------ Data provided ------
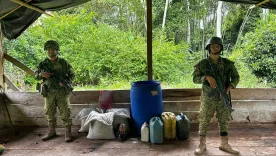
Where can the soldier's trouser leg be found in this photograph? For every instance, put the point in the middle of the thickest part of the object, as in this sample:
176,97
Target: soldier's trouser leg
223,116
65,112
50,113
207,110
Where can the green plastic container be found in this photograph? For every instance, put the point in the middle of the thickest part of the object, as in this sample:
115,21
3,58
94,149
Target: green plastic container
182,127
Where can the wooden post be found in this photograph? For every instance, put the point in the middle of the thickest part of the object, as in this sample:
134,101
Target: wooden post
2,119
1,60
149,38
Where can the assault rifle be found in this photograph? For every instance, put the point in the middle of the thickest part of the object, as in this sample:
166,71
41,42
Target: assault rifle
62,80
221,88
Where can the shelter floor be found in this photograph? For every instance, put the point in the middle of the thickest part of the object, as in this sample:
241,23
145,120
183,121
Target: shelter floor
249,139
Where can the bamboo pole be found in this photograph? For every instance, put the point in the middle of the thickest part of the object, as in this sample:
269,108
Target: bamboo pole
13,10
31,7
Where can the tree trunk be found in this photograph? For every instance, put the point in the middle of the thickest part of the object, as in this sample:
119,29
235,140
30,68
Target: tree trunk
165,13
219,17
188,24
145,17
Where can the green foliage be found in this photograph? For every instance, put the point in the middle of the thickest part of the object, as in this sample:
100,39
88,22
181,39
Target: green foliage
259,50
233,22
105,42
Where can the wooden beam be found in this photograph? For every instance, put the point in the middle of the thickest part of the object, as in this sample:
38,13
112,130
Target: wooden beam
19,64
31,7
1,61
10,84
149,38
13,10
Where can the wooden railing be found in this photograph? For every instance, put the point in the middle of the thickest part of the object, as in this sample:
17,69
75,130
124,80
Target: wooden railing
251,105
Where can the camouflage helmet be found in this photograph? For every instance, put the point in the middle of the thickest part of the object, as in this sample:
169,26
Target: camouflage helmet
51,44
214,40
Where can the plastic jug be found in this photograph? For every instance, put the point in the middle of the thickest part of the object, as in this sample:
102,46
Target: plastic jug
145,132
182,127
169,122
156,130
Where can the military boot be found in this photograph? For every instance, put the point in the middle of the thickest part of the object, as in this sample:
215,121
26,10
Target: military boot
202,146
68,135
224,146
51,134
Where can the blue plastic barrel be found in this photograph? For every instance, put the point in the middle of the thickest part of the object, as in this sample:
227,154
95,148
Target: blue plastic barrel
146,102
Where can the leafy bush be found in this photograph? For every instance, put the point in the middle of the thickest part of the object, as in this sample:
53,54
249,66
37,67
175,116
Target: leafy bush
260,50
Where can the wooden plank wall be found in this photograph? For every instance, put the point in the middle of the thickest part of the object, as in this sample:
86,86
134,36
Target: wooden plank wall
251,105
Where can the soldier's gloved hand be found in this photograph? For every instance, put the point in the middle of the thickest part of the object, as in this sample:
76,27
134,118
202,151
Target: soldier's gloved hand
212,81
228,89
46,74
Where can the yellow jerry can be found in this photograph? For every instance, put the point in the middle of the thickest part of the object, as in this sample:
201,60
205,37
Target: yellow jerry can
169,121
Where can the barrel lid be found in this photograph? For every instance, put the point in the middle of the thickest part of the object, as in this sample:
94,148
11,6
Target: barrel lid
144,83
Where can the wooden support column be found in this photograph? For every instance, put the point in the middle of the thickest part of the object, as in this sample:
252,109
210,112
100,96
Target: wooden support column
2,119
149,38
1,60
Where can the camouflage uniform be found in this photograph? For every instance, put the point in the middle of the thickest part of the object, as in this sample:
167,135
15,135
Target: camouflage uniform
211,101
57,95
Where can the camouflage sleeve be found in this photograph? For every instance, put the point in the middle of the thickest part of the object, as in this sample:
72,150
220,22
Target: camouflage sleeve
38,72
198,76
70,72
234,76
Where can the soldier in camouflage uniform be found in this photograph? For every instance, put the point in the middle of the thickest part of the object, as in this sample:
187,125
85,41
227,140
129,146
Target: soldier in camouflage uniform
57,75
211,101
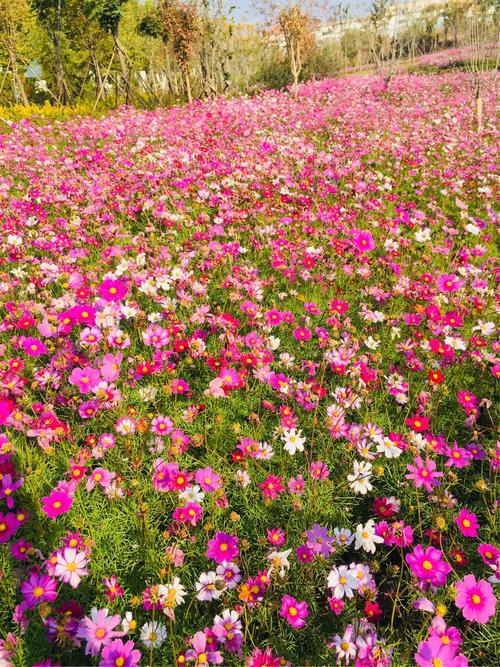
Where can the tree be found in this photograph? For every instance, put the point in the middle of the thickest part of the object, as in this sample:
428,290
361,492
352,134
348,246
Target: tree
15,25
177,23
51,14
108,14
481,41
382,29
296,28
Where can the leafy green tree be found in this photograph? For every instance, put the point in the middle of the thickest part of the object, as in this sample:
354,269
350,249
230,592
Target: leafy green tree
108,14
52,15
16,22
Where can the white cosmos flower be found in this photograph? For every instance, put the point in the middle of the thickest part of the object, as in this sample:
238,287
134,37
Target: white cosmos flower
172,594
274,343
279,562
342,581
365,536
293,440
387,447
359,481
192,494
153,634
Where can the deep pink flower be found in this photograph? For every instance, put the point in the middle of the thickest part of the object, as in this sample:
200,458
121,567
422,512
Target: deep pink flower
202,653
112,290
427,566
34,347
117,653
294,611
424,474
363,240
467,523
98,630
223,548
85,379
476,599
207,479
56,503
434,653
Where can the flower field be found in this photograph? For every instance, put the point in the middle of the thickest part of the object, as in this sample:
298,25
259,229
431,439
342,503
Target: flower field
248,367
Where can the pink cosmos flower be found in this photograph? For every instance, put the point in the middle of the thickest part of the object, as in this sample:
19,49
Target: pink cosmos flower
427,566
434,653
38,588
70,566
113,589
363,240
201,653
6,408
99,476
98,630
161,425
448,282
112,290
7,488
110,366
467,523
488,553
117,653
476,599
223,548
84,378
34,347
8,526
208,480
424,474
276,536
302,333
56,503
271,487
294,612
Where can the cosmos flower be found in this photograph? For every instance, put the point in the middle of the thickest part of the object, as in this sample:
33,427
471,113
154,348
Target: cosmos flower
476,599
294,612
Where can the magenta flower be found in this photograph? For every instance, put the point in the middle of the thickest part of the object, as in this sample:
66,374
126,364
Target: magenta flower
117,653
201,653
488,553
85,378
112,290
467,523
319,540
448,282
34,347
424,474
208,479
70,566
56,503
8,526
428,566
223,548
476,599
7,488
110,366
435,653
363,240
98,629
294,612
38,588
302,333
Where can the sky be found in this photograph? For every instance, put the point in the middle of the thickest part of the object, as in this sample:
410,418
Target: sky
------
### [Task details]
Only the pictures stay out; everything else in the listing above must be repeated exactly.

### [Answer section]
Where can the soldier's trouser leg be found in this photograph? For every instance, put the point in the middle of the thickest part of the object, as in this sample:
176,97
Target: soldier's trouser leg
223,116
65,112
50,113
207,110
Where can the green plastic container be found in this photograph? For every instance, put the point in the middle of the thickest part of the object, as in this sample:
115,21
3,58
94,149
Target: green plastic container
182,127
Where can the wooden post be found in this photograph? For every instance, put the point in the middle of the thickest part of the object, as in this sample:
134,101
Target: wooden post
2,119
1,60
149,38
Where can the assault rifle be found in this photograph? For every instance, put the point in the middle of the thickest part of the object, as in this sample:
166,71
41,42
Target: assault rifle
62,80
221,88
Where can the shelter floor be found in this photograph? For every instance, put the point in the middle of the thickest part of the object, as in this sample:
241,23
145,120
183,121
Target: shelter floor
249,139
Where can the bamboo pole be found in this photograph? For every instance, put the point in the middle of the thickest part of the object, as in this sample:
269,108
Target: bamboo pole
13,10
31,7
Where can the tree trunk be found in this photograph? For every instance, put the point in the middle of the thickest part of the object, as in this sample:
119,29
235,140
30,68
Target: tree trunk
165,13
219,17
188,24
145,17
Where can the green foliage be found in this photograph? For every instance, put the point in the middle of the thickest part of the object, as in this sample:
100,39
88,22
181,39
Target: green foliage
259,50
233,22
105,42
Where can the wooden beam be found in this photograph? For every instance, put the point in the middle of the thickest part of the object, as in this sample:
38,13
112,130
Target: wooden beam
19,64
31,7
1,61
10,84
149,38
13,10
Where can the wooden railing be found in this photograph? For every instance, put the point in the middle of the thickest part of the object, as in this sample:
17,69
75,130
124,80
Target: wooden railing
251,105
Where can the camouflage helmet be found in this photograph? For every instance, put the point in the middle of the thickest part of the object, as in this sample:
169,26
Target: camouflage helmet
51,44
214,40
Where can the plastic jug be found in this photograph? For every instance, put the point in the middle of the thickest part of the object, as in this sample:
102,46
Target: plastic jug
145,132
182,127
169,122
156,130
Where can the military boot be found in this photograph? For every instance, put the point in the middle of the thickest part of the object, as in this sample:
215,121
26,10
Target: military boot
202,146
68,135
224,146
51,134
Where can the blue plastic barrel be found in this photograph? For every instance, put the point in the middle of the thickest part of the object, as in this sample:
227,154
95,148
Target: blue plastic barrel
146,102
Where can the leafy bush be found in this photograph? For every instance, put the point in the middle of the thickest part of the object, as in this sample:
53,54
249,66
37,67
175,116
Target: leafy bush
260,50
Where can the wooden plank wall be found in this photograph? For every instance, put the point in the middle of the thickest part of the object, as in this sample:
86,86
134,36
Target: wooden plank wall
251,105
Where can the soldier's gloved hand be found in this photograph? For every instance, put the point in the middle of the thickest part of the object, as in this sample:
76,27
134,118
202,151
Target: soldier's gloved hand
212,81
228,89
46,74
Where can the yellow jerry can be found in this photograph? For every instance, put the point in the middle of the thickest part of the object, as in this sample:
201,60
205,37
Target: yellow jerry can
169,121
Where can the barrel lid be found in this photograph? For every instance, put the point in the middle of the thickest part of the object, as in this sample:
94,148
11,6
Target: barrel lid
144,83
Where can the wooden support column be found in this photograph? For every instance, put the point in the middle of the thickest part of the object, as in this sample:
252,109
210,112
100,96
Target: wooden support column
2,119
149,38
1,60
Where can the camouflage uniform be found in this photograph? For every instance, put the point in the middle of the thickest part of the object, as in this sample:
167,135
15,135
Target: camouflage uniform
211,101
57,95
Where can the camouflage sleeve be found in this photograph? For every instance, put the point in the middle of the thickest part of the object, as in this sample:
72,150
220,22
Target: camouflage sleeve
38,72
198,76
70,72
234,76
Where can the soldier in camouflage uniform be found in this photograph? For every instance, put the point in the middle of the thickest part of the object, as in this sample:
187,125
85,41
227,140
129,146
Target: soldier in camouflage uniform
57,75
211,101
Where can the tree be found in this photograph? For every instance, put the point in the middle of the thickest part of the object, as in this sample:
428,290
361,492
352,134
348,246
Target: tree
15,25
177,23
51,14
108,14
481,41
382,29
296,28
Where can the leafy green tree be found in this photograph? For every instance, put the point in the middle of the thickest part of the object, as in this sample:
354,269
350,249
230,592
Target: leafy green tree
108,14
52,15
16,22
Where can the white cosmos flower be found in this photograph? For every instance, put the point in the middle of the thickest part of the object, as in this sample:
238,287
134,37
Target: white cosmos flower
172,594
274,343
279,562
342,581
365,536
293,440
387,447
359,481
192,494
153,634
Where can the deep pink flower be found in this photograph? For every instance, put the point in the middle of the thickest part of the object, as in this sample:
200,458
121,567
422,512
Target: deep pink flower
202,653
112,290
427,566
34,347
117,653
294,611
424,474
363,240
467,523
98,630
223,548
85,379
476,599
207,479
56,503
434,653
Where can the flower field be found in this photograph? For every instance, put the point in the middle of the thickest part of the object, as in this sample:
298,25
259,229
431,439
342,503
Target: flower field
248,367
Where can the pink cosmos flower be found in this photograph? For every instance, put the point in the middle of the thickest part of the object, as in this sample:
19,49
Target: pink cosmos flower
427,566
434,653
38,588
70,566
113,589
363,240
201,653
6,408
99,476
98,630
161,425
448,282
112,290
7,488
110,366
467,523
488,553
117,653
476,599
223,548
84,378
34,347
8,526
208,480
424,474
276,536
302,333
56,503
271,487
294,612
Where can the cosmos flower be found in this photograph? For every instance, put the point in the middle of the thickest part of the object, as in this sample:
33,427
471,113
154,348
Target: cosmos flower
476,599
294,612
Where can the magenta flower be found in this photograph? For every instance, put the point in the middle of the thickest part of the object, as in this sample:
66,374
126,364
Target: magenta flower
117,653
201,653
488,553
85,378
112,290
467,523
319,540
448,282
34,347
424,474
208,479
70,566
56,503
8,526
428,566
223,548
476,599
7,488
110,366
435,653
363,240
98,629
294,612
38,588
302,333
Where can the sky be found in this photograph? For every instance, put the point in the middle of the thickest part of the object, as in this sample:
410,418
Target: sky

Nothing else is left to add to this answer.